- _KETENTUAN TUGAS_
a: Tolong terjemahkan kalimat "Akan tetapi hingga saat ini tarif iurannya belum disampaikan pemerintah secara rinci." dari kutipan teks ke dalam bahasa Inggris.
b: Ringkas kutipan teks dalam dua kalimat.

Manaberita.com – BERDASARKAN Undang-Undang SJSN atau Sistem Jaminan Sosial, pemerintah memutuskan untuk menerapkan kelas standar rawat inap BPJS Kesehatan, yang akan dimulai tahun depan.
Kebijakan ini beratikan bahwa kelas BPJS Kesehatan yang saat ini terdiri dari kelas 1, 2 dan 3 akan dihapuskan. Sehingga penerapan kelas BPJS ke depan tunggal.
Begitu juga dengan iurannya akan ditetapkan tunggal. Akan tetapi hingga saat ini tarif iurannya belum disampaikan pemerintah secara rinci.
Melansir dari CNBC Indonesia, Menteri Kesehatan Budi Gunadi Sadikin menjelaskan, terkait iuran pihaknya akan melakukan koordinasi dulu dengan Kementerian Keuangan. Sebab, keputusan anggaran ada di Sri Mulyani.

- _BAHAN YANG DISEDIAKAN_
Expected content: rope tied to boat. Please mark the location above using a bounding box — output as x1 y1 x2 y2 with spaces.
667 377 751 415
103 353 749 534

- _JAWABAN LATIHAN_
a: However, the government has not yet announced the contribution rate in detail.

b: Berdasarkan UU SJSN, pemerintah akan menerapkan kelas standar rawat inap BPJS Kesehatan mulai tahun depan, sehingga kelas 1, 2, dan 3 dihapus dan diganti dengan satu kelas beriuran tunggal. Besaran iurannya belum dirinci pemerintah, dan Menteri Kesehatan Budi Gunadi Sadikin menyatakan pihaknya akan berkoordinasi dulu dengan Kementerian Keuangan karena keputusan anggaran ada di tangan Sri Mulyani.